▶ [Work instruction A]: According to the animal evolution passage, how old is the oldest fossil evidence of photosynthesis?
▶ [Work instruction B]: Please retype the animal evolution passage, starting at "It could be" and ending at "in some form.".
▶ [Work instruction C]: Write what comes next in the animal evolution passage, picking up after its final sentence.

▶ [Quoted passage]:
Does the evolution of animals really affect planet Earth? Our current concern about climate change certainly seems to suggest so.
According to latest figures, global warming is increasing exponentially as a result of our production of excess greenhouse gases, particularly by burning fossil fuels. The evidence is that the increase in the rate of temperature rise has been going on since the Industrial Revolution. It is sobering to think that human beings are so ‘highly evolved’ that we can be a danger to the planet itself. But this is not the first time that a species has had an effect on the planet’s atmosphere.
In general, for much of the history of life on Earth, it has been more a case of changes in the planet affecting the evolution of animals. Time after time over the 4,000 billion years since life mysteriously began on our planet, it has taken a beating. What with climate change beyond our imaginations, Ice Ages, vast movements of continents and the impact of at least 2 world shaking meteorites, it is a wonder that life continued. We all know about the Jurassic extinction of the dinosaurs, along with 90% of all other life on the planet. So how can we talk about the effects of animal evolution on the planet Earth?
The answer takes us back to a time when our beloved blue-green marble was a raging inferno. From around 4.6 – 3.9 billion years ago, much of the planet’s surface consisted of oceans of magma, boiling rock. The atmosphere had no oxygen at all, being instead predominantly CO2 and nitrogen. Miraculously, somehow, life began.
The earliest life forms we know about are the cyanobacteria, or ‘blue-green algae’. A form of these is still around today. These are very simple, single-celled bacteria, but they are capable of that most crucial of processes, photosynthesis. This is the process by which sunlight is converted into matter by chlorophyll. In the process, CO2 is metabolized and O2 is released. The oldest fossil evidence for this is 3.45 billion years old.
It could be argued that bacteria do not count as animals, being single-celled, rather than more complex organisms but they cannot be classed as plants either. In addition, they do have many of the basic characteristics of animals. They respond to stimuli; they can move themselves about via whip-like appendages or flagella; they respire in some form.

[Rows contained in a dataset]
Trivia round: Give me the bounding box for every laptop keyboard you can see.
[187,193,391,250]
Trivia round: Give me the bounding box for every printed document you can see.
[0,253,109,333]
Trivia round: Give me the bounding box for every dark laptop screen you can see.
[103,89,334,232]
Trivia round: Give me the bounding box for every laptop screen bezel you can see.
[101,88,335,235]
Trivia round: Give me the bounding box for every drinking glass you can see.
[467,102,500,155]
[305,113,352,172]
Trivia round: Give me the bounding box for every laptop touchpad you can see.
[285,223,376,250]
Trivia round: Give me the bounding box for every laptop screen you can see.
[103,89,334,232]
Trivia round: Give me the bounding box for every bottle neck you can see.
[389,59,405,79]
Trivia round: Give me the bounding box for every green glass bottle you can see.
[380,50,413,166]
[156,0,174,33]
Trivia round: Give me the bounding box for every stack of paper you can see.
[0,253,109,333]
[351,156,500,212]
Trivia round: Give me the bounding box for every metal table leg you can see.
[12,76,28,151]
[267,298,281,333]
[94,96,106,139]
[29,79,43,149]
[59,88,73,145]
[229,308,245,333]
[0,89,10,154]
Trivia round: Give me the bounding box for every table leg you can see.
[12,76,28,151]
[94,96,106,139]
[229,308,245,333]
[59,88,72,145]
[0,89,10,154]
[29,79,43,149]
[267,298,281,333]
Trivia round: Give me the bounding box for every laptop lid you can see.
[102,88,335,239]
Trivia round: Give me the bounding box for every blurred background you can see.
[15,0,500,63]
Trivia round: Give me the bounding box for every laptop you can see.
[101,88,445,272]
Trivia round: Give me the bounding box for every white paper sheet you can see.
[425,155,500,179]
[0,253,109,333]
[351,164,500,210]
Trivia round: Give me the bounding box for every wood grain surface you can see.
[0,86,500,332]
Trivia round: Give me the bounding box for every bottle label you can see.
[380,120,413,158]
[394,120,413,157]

▶ [Your response A]: 3.45 billion years old.

▶ [Your response B]:
It could be argued that bacteria do not count as animals, being single-celled, rather than more complex organisms but they cannot be classed as plants either. In addition, they do have many of the basic characteristics of animals. They respond to stimuli; they can move themselves about via whip-like appendages or flagella; they respire in some form.

▶ [Your response C]:
Without the cyanobacteria, there would have been no further evolution of animals on the Earth. Staggeringly, the increase and spread of these uni-cellular animals actually caused the evolution of the Earth itself, enabling it to support more and more life. They did this through the process of photosynthesis mentioned above. Over the next 2,000 billion years or so, this cumulatively changed the concentrations of these gases in the atmosphere.
The decrease in the concentration of C02 allowed the planet to cool down to a more habitable level. The higher concentration of 02 meant that life could expand into more complex organisms. By around 2,400 billion years ago we had an atmosphere which could be considered oxygenated.
This process continued, mostly in the sea. Later on, from around 1,800 billion years ago, multicellular creatures, particularly those with shells, absorbed more CO2 from the atmosphere, locking it up in their shells which sank to the bottom when they died. Over time these great layers of dead creatures were compressed and fossilized to form sedimentary stone such as limestone. Meanwhile more and more complex creatures were able to evolve.
So, on the whole, the evolution of animals has been shaped by changes in the planet. However, life is a very powerful force and from it’s very beginnings it began to shape the planet’s atmosphere to enable it to support more life.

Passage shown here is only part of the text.